- [Document segment]:

▼

May I ask why? As an atheist pro-lifer, I am often puzzled (and mildly disturbed) by statements like this.


obeah --

I don't mean to imply that a religious conversion is required for a pro-life stance. Indeed, I am engaging in full disclosure -- as one who advocates changing hearts and minds, I am sharing how my own heart and mind was changed on this issue.

Christian theology has a long history on the issue of when life begins, and it takes too long to recount here -- suffice it to say, the mainstream/orthodox position (informed by science) has become conception.


My question isn't about Christian theology, though; it's about you. I guess I'm wondering why you did not find the secular arguments for the humanity and value of the unborn persuasive (and, from the sound of it, never could have found them persuasive).

I hope this does not sound hostile, as it's not meant that way at all. I just worry that we're fighting a more uphill battle than I realize, if the only way for many people to come to the conclusion that all human beings should be valued and protected is to undergo a religious conversion.

Jonathan Dresner

"But I'm at a loss as to how it is that I can be expected to continue to believe that abortion is murder while still insisting that it remain legal."

A thought, Hugo. It is possible to argue that abortion is indeed killing without believing that abortion is murder. I understand that, as a pacifist, you have a problem with this argument anyway, but there is a long religious and legal tradition of 'justifiable homicide' which balances the inherent humanity and activity of the deceased against the humanity and needs of the killer. This isn't an easy application to abortion, but it is an avenue of argument that does occupy some of the middle ground.

▲

- [Work to complete]:
Reproduce the comment exchange above on religion and the pro-life position, word for word and in full.

- [Material provided]:

▼

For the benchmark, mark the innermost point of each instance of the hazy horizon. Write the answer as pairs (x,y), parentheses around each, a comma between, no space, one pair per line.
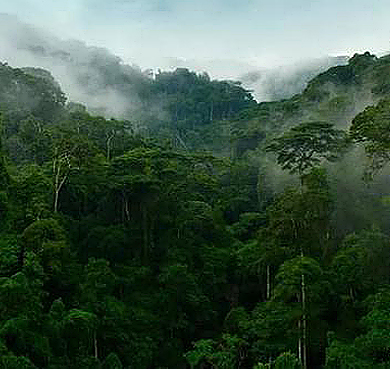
(233,36)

▲

- [Task result]:
May I ask why? As an atheist pro-lifer, I am often puzzled (and mildly disturbed) by statements like this.


obeah --

I don't mean to imply that a religious conversion is required for a pro-life stance. Indeed, I am engaging in full disclosure -- as one who advocates changing hearts and minds, I am sharing how my own heart and mind was changed on this issue.

Christian theology has a long history on the issue of when life begins, and it takes too long to recount here -- suffice it to say, the mainstream/orthodox position (informed by science) has become conception.


My question isn't about Christian theology, though; it's about you. I guess I'm wondering why you did not find the secular arguments for the humanity and value of the unborn persuasive (and, from the sound of it, never could have found them persuasive).

I hope this does not sound hostile, as it's not meant that way at all. I just worry that we're fighting a more uphill battle than I realize, if the only way for many people to come to the conclusion that all human beings should be valued and protected is to undergo a religious conversion.

Jonathan Dresner

"But I'm at a loss as to how it is that I can be expected to continue to believe that abortion is murder while still insisting that it remain legal."

A thought, Hugo. It is possible to argue that abortion is indeed killing without believing that abortion is murder. I understand that, as a pacifist, you have a problem with this argument anyway, but there is a long religious and legal tradition of 'justifiable homicide' which balances the inherent humanity and activity of the deceased against the humanity and needs of the killer. This isn't an easy application to abortion, but it is an avenue of argument that does occupy some of the middle ground.